- INFORMATION PROVIDED

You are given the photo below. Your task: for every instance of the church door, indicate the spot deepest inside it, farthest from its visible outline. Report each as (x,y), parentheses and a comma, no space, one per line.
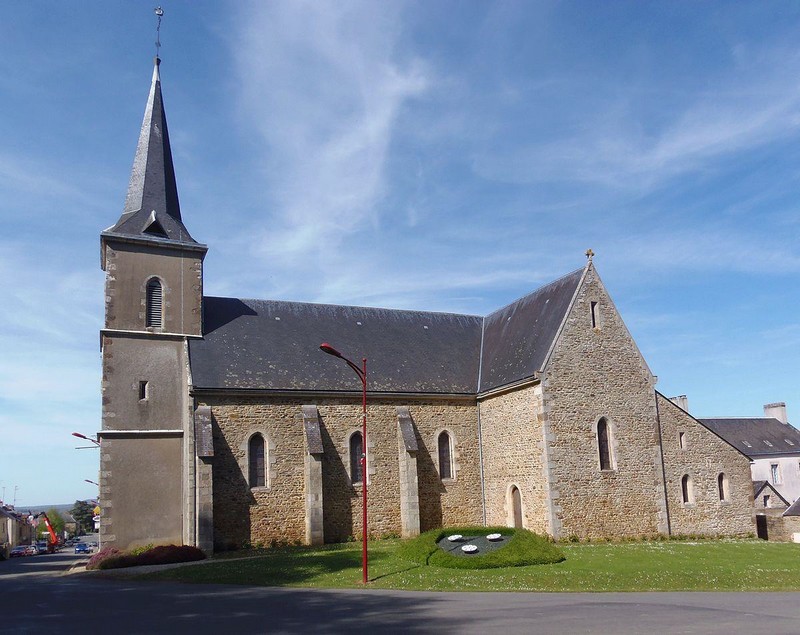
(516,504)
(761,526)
* * *
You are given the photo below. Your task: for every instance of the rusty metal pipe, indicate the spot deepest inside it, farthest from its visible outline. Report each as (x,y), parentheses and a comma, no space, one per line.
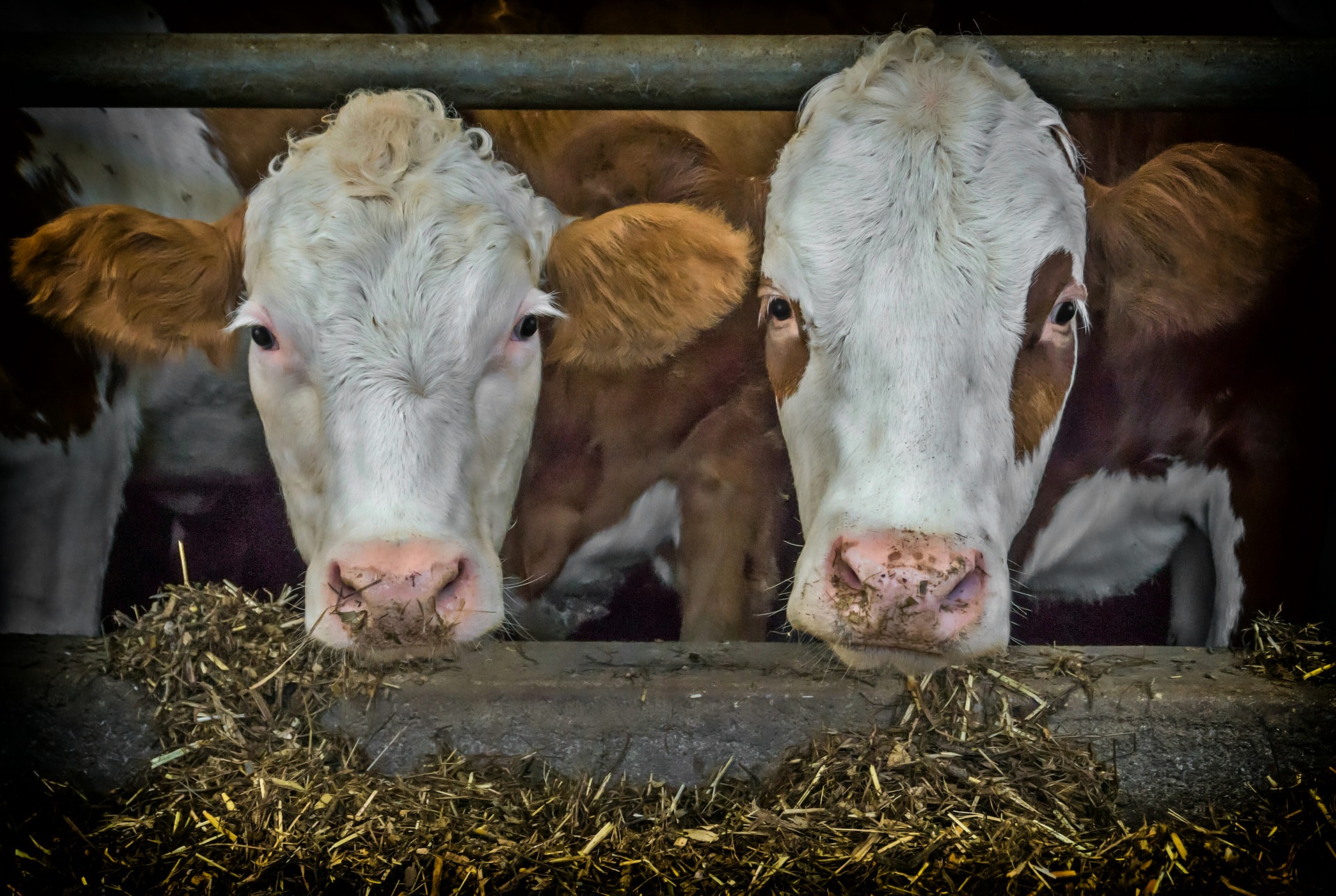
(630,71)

- REQUIREMENT
Show every line above that contains the string "door", matching case exactly.

- OUTPUT FOR THIS EXERCISE
You are given the photo below. Your task: for every instance of the church door, indicate the spot deepest inside it, farthest from its visible outline. Report each as (x,y), parentheses and a comma, no space, one per line.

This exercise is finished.